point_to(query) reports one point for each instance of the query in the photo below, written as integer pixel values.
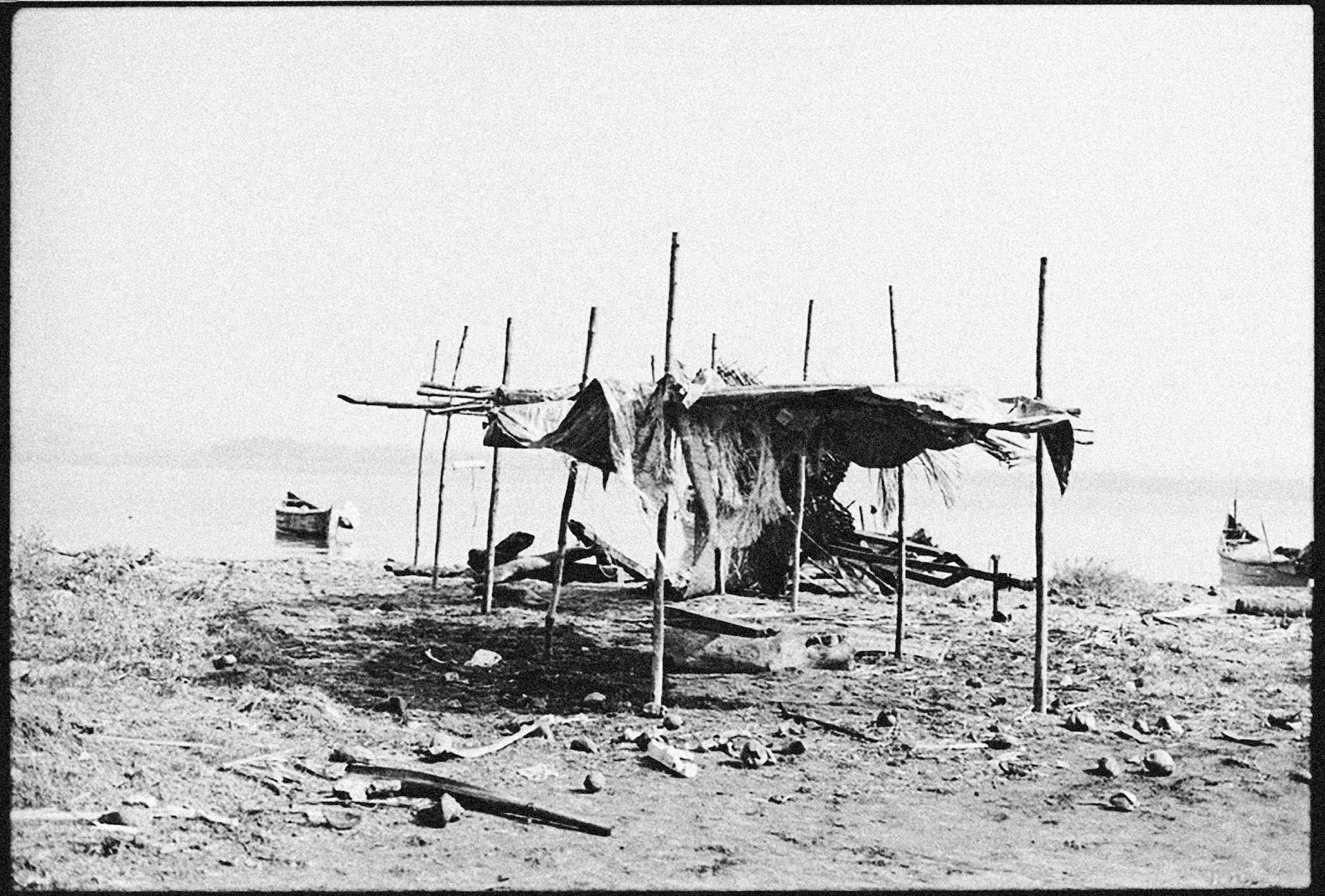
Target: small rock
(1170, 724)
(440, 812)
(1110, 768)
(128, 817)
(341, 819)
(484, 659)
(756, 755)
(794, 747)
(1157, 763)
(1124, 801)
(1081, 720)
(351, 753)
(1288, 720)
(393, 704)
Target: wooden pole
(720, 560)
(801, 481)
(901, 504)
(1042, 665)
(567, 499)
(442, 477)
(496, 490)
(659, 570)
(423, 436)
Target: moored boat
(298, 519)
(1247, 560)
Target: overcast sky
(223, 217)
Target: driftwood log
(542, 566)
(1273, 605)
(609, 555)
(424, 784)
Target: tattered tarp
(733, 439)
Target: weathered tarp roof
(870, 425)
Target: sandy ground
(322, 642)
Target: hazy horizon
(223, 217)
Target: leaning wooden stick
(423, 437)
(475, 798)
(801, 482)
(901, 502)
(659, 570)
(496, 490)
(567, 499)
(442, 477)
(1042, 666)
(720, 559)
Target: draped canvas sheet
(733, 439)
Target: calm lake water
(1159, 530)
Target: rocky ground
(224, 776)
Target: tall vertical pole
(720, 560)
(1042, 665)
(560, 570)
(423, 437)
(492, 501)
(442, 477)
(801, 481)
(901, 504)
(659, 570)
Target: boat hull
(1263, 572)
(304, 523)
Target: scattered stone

--

TASK:
With the images removed, write out all of the material above exactly.

ANSWER:
point_to(query) reports one point for each instance of the query in the photo below, written as integer pixel values.
Target: small rock
(1170, 724)
(440, 812)
(1110, 768)
(128, 817)
(341, 819)
(484, 659)
(756, 755)
(794, 747)
(1157, 763)
(1124, 801)
(1081, 720)
(351, 753)
(1288, 720)
(393, 704)
Target: wooden pole
(720, 560)
(801, 481)
(901, 504)
(1042, 665)
(567, 499)
(442, 477)
(496, 490)
(659, 570)
(423, 436)
Target: moored boat
(298, 519)
(1247, 560)
Target: overcast sky
(223, 217)
Target: driftwood log
(542, 566)
(1273, 605)
(609, 555)
(424, 784)
Target: tattered tarp
(733, 439)
Target: weathered tarp roof
(870, 425)
Target: sandy ground
(322, 642)
Target: hazy horizon
(223, 217)
Target: leaning wooden stick
(423, 437)
(475, 798)
(801, 482)
(901, 502)
(659, 570)
(496, 490)
(567, 499)
(442, 477)
(1042, 666)
(720, 559)
Target: draped canvas sheet
(733, 439)
Target: calm lake water
(1159, 530)
Target: rocky ground
(224, 776)
Target: tall vertical pole
(720, 560)
(1042, 665)
(560, 570)
(423, 437)
(492, 501)
(442, 477)
(801, 481)
(901, 504)
(659, 570)
Target: boat hull
(1263, 572)
(304, 523)
Target: scattered stone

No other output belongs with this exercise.